给定任务 a
将下面这篇ZOJ月赛题解从含有“ll calc(ll n)”的地方起、到“2; i <= 100; ++i)”止的部分重新写出,并把其中的“calc”替换成“solve”。

阅读文本
ZOJ2019年1月月賽

BPMThor(BPM136)發表於2019-01-19

A

找規律
就是二進位制展開權重

#include <bits/stdc++.h>

using namespace std;

using ll = long long;

ll KSM(ll a, ll k) {
	ll ret = 1;
	for (; k ; k >>= 1) {
		if (k & 1) 
			ret = ret * a;
		a = a * a;
	}
	return ret;
}

ll calc(ll n) {
	if (n == 0) 
		return 0;
	return calc(n - KSM(2, log2(n))) + 1;
}

int main() {
	// static int a[200][200];
	// a[1][1] = 1;
	// for (int i = 2; i <= 100; ++i)
	//     for (int j = 1; j <= i; ++j)
	//         a[i][j] = a[i - 1][j] + a[i - 1][j - 1],
	//         a[i][j] %= 2;
	// for (int i = 1; i <= 100; ++i) {
	//     // bitset<1000> v(i);
	//     // cout << v.count() << " : ";
	//     int sum = 0;
	//     for (int j = 1; j <= i; ++j)
	//         sum += a[i][j];
	//     cout << KSM(2, calc(i - 1)) << ' ';
	//     cout << sum << '\n';
	// }
	ios::sync_with_stdio(0);
	int T;
	cin >> T;
	while (T--) {
		ll n;
		cin >> n;
		cout << KSM(2, calc(n - 1)) << '\n';
	}
	return 0;
}

B

最開始沒有發現u,v也是1到N,於是大力上了線段樹。然而T的無法自理,ZOJ還討厭我的讀入掛,加了就不給我提交。
但是如果發現了u,v也是1到N的,那麼注意到答案點的y座標隨著x的增加是單調的,所以直接掃一遍就完事了

AC程式碼

#include<cstdio>
#include<algorithm>
#include<cstring>
using namespace std;

using ll = long long;

inline ll read() {
	ll d = 0, f = 1; 
	char s = getchar();
	while (s < '0' || s > '9') {
		if (s == '-')

给定任务 b
找出记录中所有含有字符串“cobblestone”的行，逐行照抄下来。匹配时区分大小写。

所给材料
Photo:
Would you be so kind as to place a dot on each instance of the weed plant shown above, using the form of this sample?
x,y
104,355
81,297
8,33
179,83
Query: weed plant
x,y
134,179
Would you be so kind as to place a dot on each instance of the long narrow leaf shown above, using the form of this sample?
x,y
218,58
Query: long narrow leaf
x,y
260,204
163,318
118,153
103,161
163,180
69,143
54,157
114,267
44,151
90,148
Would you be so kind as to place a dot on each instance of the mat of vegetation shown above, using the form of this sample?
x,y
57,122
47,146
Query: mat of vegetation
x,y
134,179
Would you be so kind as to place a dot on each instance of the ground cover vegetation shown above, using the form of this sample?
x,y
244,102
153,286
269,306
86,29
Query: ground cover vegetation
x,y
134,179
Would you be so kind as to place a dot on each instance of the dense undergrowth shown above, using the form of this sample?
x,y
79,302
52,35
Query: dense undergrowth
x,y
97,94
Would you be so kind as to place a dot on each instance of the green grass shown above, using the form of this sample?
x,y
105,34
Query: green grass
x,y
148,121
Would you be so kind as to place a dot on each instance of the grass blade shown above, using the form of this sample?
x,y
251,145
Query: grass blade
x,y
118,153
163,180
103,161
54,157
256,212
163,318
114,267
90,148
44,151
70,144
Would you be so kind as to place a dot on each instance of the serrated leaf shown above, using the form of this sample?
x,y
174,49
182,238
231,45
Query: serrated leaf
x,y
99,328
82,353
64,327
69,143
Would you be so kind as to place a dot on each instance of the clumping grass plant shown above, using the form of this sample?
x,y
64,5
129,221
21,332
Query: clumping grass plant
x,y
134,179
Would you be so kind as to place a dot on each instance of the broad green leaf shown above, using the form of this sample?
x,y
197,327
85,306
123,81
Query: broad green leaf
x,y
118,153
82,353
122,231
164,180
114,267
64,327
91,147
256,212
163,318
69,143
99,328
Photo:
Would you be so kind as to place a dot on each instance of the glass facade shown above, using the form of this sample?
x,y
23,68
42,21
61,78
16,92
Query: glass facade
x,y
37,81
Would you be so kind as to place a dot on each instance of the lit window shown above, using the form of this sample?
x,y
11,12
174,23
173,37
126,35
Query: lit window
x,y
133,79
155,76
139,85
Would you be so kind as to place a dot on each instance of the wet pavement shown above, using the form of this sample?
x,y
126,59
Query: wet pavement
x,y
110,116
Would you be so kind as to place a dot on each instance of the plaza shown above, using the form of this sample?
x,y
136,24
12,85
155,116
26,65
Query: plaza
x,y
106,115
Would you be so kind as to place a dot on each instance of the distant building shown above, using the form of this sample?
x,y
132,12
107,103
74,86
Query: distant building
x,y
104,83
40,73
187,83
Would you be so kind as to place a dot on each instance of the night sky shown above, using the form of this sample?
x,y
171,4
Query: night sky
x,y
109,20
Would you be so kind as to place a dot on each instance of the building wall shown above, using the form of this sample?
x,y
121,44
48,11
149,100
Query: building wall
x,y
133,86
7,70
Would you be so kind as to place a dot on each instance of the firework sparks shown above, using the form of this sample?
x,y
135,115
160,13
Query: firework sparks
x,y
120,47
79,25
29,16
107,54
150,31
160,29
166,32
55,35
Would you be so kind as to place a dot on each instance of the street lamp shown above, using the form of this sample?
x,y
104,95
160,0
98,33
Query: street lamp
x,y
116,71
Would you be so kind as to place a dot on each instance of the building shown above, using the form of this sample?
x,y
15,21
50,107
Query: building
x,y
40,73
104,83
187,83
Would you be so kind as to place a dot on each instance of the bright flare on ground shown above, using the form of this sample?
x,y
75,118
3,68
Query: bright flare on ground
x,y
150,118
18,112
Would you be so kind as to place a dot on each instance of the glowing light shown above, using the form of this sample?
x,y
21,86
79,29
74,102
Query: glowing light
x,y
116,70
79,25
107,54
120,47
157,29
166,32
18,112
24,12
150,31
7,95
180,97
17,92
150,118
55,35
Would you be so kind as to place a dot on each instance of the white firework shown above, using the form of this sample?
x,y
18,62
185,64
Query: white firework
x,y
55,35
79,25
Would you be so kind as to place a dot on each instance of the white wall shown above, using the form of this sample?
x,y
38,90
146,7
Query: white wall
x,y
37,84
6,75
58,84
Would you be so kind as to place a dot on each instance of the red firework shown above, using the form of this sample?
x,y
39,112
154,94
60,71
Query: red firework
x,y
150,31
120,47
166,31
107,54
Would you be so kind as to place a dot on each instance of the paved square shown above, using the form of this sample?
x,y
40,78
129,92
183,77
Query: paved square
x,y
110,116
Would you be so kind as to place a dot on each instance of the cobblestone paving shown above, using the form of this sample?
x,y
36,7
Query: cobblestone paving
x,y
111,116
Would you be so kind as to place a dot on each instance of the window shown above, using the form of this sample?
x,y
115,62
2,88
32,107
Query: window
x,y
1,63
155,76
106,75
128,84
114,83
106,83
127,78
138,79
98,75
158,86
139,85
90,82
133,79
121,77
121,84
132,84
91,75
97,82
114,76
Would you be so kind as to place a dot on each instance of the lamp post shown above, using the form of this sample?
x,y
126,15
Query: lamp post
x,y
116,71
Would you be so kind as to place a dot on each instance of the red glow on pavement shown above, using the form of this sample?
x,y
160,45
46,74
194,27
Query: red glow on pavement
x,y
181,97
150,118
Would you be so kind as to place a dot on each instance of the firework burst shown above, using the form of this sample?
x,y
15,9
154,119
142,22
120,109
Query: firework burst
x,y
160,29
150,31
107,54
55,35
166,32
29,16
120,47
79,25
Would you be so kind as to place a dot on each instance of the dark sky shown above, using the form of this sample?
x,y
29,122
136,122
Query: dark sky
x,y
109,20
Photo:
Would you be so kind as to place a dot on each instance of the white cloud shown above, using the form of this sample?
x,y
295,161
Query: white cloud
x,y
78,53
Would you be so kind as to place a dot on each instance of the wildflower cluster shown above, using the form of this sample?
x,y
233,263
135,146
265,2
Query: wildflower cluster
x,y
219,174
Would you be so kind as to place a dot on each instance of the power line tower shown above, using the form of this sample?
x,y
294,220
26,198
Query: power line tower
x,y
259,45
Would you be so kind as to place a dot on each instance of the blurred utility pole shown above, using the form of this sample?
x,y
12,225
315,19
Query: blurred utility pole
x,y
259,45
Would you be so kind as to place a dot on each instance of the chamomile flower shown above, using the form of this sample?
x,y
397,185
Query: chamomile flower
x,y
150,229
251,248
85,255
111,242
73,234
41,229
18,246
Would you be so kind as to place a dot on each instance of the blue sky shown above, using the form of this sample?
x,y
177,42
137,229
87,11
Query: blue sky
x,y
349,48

参考答案 a
ll solve(ll n) {
	if (n == 0) 
		return 0;
	return solve(n - KSM(2, log2(n))) + 1;
}

int main() {
	// static int a[200][200];
	// a[1][1] = 1;
	// for (int i = 2; i <= 100; ++i)

参考答案 b
Would you be so kind as to place a dot on each instance of the cobblestone paving shown above, using the form of this sample?
Query: cobblestone paving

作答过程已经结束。